## BEGIN ITEMS

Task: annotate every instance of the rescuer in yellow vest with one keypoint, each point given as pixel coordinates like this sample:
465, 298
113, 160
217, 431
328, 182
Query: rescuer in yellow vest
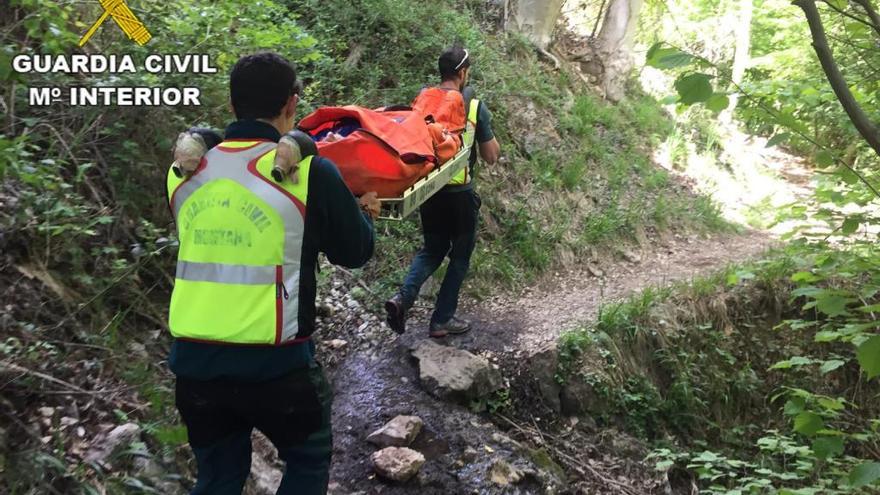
449, 218
243, 308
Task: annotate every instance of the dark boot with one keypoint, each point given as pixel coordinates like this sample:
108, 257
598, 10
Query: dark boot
396, 313
455, 326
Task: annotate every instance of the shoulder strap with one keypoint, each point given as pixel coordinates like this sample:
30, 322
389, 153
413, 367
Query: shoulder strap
468, 93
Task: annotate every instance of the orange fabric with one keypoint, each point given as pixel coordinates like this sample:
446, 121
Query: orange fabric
445, 106
445, 144
389, 153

## END ITEMS

YOUR OBJECTIVE — Output the material word for word, omitting its pictures.

ANSWER —
Task: annotate every instance of the rescuer in yellow vest with one keypoint, each point given as pixel coordinates like this sample:
465, 298
113, 160
217, 431
328, 182
Query: rescuer in yellow vest
449, 218
243, 308
Task: annotate every instance of the dark boot with one keypoint, each point given as pixel coordinates like this sample:
108, 257
598, 10
Query: dark boot
396, 313
455, 326
Task: annotate every instance of the shoulder strap with one keypoint, each point given as pixel coordinates like this sample:
30, 322
389, 153
413, 367
Query: shoulder strap
468, 93
Task: annotate every instance of the orange fabric with one keypoint, each point given as pixel coordinates like this sample:
446, 121
Query: orange fabric
445, 106
445, 144
389, 153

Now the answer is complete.